= WHAT TO PRODUCE =
Arrange the lines as a Markdown table with the columns "No." and "Line", giving each a row number and its text and omitting blank lines. Begin at the line that contains "Draw the outline of every instance of the **smiling" and continue through the final line.

= DATA FOR THIS EXERCISE =
──────

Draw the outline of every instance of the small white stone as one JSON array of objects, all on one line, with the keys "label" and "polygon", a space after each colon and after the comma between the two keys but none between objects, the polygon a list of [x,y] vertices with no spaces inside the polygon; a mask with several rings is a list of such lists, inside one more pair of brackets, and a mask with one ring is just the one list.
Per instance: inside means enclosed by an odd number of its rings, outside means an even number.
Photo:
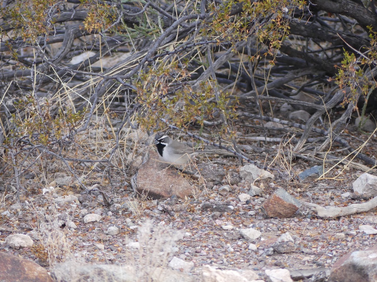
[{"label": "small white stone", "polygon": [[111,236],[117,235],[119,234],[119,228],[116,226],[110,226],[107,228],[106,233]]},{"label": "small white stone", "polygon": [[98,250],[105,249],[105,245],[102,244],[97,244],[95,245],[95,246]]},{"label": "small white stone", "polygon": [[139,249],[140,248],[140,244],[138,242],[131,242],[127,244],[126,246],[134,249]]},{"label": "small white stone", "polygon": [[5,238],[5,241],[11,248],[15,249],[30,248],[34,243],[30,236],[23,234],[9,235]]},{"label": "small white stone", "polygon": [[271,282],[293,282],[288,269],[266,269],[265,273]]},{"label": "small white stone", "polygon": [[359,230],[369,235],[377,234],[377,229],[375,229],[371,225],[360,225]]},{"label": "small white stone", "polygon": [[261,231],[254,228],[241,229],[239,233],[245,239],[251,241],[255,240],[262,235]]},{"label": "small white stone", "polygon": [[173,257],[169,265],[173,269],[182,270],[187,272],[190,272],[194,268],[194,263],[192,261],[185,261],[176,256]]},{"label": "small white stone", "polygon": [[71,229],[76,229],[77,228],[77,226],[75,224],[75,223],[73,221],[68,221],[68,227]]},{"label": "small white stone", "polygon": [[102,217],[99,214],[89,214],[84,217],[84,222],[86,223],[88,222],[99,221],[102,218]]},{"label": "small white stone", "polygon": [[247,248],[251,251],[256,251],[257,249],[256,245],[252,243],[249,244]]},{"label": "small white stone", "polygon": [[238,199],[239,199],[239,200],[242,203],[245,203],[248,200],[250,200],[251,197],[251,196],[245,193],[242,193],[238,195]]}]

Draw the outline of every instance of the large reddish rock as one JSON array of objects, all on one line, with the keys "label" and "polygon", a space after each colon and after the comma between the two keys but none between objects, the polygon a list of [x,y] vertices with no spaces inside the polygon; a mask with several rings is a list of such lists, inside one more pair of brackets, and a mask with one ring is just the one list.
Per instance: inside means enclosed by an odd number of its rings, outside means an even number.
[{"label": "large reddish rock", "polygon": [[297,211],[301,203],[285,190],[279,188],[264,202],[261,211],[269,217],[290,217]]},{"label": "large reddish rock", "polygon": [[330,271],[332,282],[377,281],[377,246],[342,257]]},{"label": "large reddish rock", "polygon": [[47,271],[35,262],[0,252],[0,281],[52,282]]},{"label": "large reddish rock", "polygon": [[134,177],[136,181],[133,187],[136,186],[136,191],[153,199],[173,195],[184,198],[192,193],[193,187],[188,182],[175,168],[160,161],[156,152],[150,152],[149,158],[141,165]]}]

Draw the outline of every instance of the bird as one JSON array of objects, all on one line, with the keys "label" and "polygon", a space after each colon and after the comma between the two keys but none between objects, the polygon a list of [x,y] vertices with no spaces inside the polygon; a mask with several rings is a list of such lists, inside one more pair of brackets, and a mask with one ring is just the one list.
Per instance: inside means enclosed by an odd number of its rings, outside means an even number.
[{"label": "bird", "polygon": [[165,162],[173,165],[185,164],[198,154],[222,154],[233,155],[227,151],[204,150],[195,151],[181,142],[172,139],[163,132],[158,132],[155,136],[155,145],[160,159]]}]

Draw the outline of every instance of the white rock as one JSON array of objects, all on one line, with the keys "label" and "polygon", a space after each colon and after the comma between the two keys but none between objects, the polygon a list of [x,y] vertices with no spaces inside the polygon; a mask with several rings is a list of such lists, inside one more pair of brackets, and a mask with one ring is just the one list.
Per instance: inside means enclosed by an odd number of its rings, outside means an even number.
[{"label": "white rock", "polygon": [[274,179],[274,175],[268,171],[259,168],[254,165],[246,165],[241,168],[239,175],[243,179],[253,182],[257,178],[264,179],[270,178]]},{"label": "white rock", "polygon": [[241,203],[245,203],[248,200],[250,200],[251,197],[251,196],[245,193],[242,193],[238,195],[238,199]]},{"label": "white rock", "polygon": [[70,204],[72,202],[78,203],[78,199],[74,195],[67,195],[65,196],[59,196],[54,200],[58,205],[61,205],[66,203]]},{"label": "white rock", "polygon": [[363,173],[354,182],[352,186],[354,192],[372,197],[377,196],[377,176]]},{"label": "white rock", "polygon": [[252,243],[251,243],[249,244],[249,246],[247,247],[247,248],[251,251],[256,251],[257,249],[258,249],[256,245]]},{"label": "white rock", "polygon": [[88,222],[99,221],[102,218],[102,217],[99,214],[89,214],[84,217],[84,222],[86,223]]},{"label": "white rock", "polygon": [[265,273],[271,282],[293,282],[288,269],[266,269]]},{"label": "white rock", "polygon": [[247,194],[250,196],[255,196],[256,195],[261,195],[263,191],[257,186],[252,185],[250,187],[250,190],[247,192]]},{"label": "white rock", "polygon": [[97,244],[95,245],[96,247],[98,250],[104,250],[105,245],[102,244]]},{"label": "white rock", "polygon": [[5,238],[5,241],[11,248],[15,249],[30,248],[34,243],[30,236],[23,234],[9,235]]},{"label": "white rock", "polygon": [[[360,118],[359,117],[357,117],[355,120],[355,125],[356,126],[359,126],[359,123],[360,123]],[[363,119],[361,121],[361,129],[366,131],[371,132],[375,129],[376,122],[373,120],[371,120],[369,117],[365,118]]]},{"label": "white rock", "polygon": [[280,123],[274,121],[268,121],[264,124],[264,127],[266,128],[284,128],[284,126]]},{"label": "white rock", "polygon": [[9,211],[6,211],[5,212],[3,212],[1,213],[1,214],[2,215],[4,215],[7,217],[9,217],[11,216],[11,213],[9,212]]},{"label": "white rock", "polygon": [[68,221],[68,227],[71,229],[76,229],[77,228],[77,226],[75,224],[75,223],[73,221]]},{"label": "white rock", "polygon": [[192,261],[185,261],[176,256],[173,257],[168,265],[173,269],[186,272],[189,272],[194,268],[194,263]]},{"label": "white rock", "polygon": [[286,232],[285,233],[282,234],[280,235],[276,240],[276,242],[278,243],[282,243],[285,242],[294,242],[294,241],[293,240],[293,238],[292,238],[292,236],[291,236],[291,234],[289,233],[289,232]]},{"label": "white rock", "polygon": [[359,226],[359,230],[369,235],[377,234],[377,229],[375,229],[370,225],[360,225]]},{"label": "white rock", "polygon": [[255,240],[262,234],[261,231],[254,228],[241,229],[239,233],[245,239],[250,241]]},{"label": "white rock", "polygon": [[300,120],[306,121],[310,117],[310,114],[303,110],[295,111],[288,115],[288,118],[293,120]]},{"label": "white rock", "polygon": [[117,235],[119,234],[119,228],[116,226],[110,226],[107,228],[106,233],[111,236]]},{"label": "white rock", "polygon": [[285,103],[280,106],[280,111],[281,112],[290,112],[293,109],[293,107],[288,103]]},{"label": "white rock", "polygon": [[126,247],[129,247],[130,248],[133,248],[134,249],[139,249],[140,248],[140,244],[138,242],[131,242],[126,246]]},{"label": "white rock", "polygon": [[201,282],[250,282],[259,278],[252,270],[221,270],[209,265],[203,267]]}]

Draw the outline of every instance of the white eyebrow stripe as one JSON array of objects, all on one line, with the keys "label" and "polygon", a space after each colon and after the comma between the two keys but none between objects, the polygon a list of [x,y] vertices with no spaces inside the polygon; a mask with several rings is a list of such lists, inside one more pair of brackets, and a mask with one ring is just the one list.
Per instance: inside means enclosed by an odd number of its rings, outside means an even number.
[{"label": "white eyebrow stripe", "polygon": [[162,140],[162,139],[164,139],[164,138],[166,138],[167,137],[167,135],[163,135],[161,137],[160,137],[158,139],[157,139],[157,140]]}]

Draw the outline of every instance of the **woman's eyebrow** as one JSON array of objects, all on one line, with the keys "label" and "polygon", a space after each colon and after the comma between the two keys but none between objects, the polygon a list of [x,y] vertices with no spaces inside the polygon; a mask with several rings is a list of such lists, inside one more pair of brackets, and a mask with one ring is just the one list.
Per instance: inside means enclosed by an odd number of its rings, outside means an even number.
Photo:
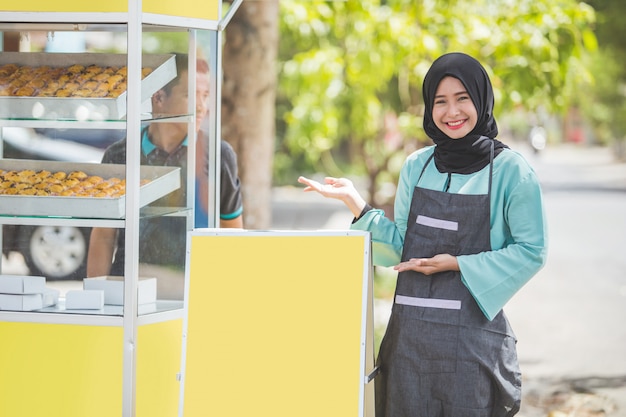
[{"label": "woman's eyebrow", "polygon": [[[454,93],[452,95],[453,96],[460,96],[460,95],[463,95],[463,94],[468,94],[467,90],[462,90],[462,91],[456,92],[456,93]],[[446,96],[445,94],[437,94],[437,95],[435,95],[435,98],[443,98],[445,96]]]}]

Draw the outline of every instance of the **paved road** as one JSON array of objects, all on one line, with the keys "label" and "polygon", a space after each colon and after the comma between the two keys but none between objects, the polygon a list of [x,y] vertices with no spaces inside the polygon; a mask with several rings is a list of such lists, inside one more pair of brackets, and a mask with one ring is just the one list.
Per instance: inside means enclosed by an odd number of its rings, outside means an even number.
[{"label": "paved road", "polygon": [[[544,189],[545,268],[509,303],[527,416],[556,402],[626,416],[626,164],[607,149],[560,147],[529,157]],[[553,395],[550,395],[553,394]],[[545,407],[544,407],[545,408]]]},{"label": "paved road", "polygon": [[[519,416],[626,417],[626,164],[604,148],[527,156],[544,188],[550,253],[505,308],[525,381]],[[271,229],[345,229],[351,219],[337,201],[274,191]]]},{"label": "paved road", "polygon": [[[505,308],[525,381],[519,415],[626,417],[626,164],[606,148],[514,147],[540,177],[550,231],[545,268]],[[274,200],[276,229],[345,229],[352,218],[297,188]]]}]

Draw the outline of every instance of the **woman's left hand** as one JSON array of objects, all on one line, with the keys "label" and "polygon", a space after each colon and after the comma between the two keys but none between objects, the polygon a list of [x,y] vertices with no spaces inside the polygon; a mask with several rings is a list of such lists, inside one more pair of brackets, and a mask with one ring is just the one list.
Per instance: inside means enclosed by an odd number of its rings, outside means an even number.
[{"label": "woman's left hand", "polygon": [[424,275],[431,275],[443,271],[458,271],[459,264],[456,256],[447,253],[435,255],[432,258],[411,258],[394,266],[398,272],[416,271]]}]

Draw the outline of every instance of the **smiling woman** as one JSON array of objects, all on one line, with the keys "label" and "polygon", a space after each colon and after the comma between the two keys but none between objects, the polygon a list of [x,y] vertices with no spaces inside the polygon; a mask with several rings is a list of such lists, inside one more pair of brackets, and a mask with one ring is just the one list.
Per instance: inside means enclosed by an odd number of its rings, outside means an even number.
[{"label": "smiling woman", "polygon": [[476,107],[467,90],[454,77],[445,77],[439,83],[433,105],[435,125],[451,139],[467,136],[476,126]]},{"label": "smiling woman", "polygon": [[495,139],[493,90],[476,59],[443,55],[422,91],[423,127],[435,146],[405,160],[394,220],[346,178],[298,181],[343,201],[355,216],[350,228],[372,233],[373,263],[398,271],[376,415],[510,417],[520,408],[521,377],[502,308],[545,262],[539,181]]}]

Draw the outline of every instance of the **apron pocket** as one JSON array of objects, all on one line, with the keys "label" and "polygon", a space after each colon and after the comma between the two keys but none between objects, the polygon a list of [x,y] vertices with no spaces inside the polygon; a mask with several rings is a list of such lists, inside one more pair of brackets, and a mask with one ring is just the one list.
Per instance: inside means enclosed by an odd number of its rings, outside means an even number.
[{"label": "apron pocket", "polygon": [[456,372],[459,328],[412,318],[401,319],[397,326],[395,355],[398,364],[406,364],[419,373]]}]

──────

= COMPLETED TASK =
| No. | Line |
|---|---|
| 1 | Draw the outline of every instance of the **smiling woman** as one JSON array of objects, all on one line, with the keys "label" and "polygon", a space after each colon and after the comma between the two keys but none between objects, the polygon a list of [x,y] vertices with no spaces inside the polygon; a mask with several rings is a list of such lists, inside one more pair of brackets, and a mask with one ring is just the one list. |
| 2 | Per instance: inside means enclosed by an odd number of its rings, outside means an even number. |
| 3 | [{"label": "smiling woman", "polygon": [[476,107],[467,90],[454,77],[445,77],[439,83],[433,105],[435,125],[451,139],[467,136],[476,126]]},{"label": "smiling woman", "polygon": [[495,139],[493,90],[476,59],[443,55],[422,91],[423,127],[435,146],[405,160],[394,220],[346,178],[298,181],[343,201],[355,216],[350,228],[372,233],[373,263],[398,271],[376,415],[510,417],[520,408],[521,377],[502,308],[545,262],[539,181]]}] |
| 4 | Draw the outline of every instance of the **apron pocket** as one JSON array of objects, all on one line, with the keys "label" and "polygon", a space after each colon and after the comma between the two keys but none between objects, the polygon a list of [x,y] vertices with no spaces inside the polygon; a mask with several rings is a list of such lists, inside one more pair of brackets, and a mask with one ring is just the one list. |
| 5 | Per instance: inside means enclosed by an odd number of its rings, outside means an even number. |
| 6 | [{"label": "apron pocket", "polygon": [[456,372],[459,328],[412,318],[401,319],[397,326],[395,355],[398,364],[406,364],[419,373]]}] |